#### Given records

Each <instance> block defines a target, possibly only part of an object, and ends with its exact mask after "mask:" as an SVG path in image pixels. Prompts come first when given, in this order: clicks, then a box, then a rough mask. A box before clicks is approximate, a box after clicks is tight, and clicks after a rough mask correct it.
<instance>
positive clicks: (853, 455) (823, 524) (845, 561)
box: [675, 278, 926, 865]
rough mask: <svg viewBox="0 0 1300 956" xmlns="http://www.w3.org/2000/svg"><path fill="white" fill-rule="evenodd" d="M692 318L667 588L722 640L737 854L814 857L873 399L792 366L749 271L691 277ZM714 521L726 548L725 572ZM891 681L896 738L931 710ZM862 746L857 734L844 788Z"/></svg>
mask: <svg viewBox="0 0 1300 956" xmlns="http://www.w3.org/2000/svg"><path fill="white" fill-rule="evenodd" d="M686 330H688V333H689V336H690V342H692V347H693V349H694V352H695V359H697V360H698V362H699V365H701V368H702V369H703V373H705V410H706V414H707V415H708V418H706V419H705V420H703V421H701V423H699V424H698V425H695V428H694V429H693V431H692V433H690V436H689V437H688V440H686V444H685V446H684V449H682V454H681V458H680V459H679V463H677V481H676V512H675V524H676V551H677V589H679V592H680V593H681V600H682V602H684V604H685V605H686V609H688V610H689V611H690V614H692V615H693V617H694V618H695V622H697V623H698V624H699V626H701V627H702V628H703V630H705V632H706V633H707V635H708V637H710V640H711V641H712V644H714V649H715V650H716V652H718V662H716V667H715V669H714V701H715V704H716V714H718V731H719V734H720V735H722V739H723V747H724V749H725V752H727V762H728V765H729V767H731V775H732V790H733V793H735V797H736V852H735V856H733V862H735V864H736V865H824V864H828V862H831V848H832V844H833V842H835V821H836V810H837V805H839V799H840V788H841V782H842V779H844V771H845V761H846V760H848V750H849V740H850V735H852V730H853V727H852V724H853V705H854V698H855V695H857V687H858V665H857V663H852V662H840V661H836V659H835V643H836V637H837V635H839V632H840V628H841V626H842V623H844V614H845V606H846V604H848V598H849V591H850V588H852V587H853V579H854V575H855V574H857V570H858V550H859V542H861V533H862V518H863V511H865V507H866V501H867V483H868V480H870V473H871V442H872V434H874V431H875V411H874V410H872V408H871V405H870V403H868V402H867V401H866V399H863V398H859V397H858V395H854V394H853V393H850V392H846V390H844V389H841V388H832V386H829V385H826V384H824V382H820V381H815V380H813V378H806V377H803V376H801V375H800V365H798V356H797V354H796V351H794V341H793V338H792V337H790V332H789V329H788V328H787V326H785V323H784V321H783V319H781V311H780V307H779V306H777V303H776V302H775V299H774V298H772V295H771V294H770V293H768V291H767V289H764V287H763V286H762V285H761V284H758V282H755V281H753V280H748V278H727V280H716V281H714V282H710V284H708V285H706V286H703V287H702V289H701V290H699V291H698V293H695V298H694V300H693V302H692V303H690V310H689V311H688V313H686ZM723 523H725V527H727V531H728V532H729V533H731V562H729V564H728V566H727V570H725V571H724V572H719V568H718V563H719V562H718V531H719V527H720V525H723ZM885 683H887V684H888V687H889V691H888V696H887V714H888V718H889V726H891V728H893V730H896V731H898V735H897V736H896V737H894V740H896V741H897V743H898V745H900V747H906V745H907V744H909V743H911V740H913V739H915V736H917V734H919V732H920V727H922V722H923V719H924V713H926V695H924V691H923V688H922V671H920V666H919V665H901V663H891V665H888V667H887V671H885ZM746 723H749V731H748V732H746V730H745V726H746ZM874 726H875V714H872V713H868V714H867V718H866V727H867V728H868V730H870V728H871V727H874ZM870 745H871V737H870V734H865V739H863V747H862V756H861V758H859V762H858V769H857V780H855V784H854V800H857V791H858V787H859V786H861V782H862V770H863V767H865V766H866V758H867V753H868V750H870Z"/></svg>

########

What the task requires> Output exactly the leading lines of the data, up to and including the line marked by "box: [675, 278, 926, 865]".

Result of this exercise>
Each <instance> block defines a target, possibly only part of an object, and ends with its exact mask after "mask:" as an SVG path in image pixels. Prompts come first when given, in this order: clicks, then a box, then a rough mask. A box before clicks is approximate, a box after clicks is tight, and clicks after a rough mask correct it.
<instance>
positive clicks: (853, 455) (823, 524) (845, 561)
box: [675, 278, 926, 865]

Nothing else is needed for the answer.